- WHAT IS EXPECTED -
Substitute "widest part" for "thickest part" everywhere it occurs in the records below, and reproduce all other text unchanged.

- SUPPLIED DATA -
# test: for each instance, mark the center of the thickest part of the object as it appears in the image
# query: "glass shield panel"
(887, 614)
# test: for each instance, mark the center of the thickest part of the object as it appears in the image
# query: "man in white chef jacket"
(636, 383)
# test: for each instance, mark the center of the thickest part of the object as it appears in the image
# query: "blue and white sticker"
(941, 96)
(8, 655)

- FULL OUTPUT -
# test: for each instance, mark the center of the widest part of the object as it appears in the image
# query: "glass shield panel"
(887, 614)
# test: for each instance, mark the center of the widest part of the object as it appears in the image
# query: "man in white chef jacket"
(636, 383)
# test: for each instance, mark the center of the widest part of the object as it appears in the image
# query: "blue and white sticker"
(941, 96)
(8, 655)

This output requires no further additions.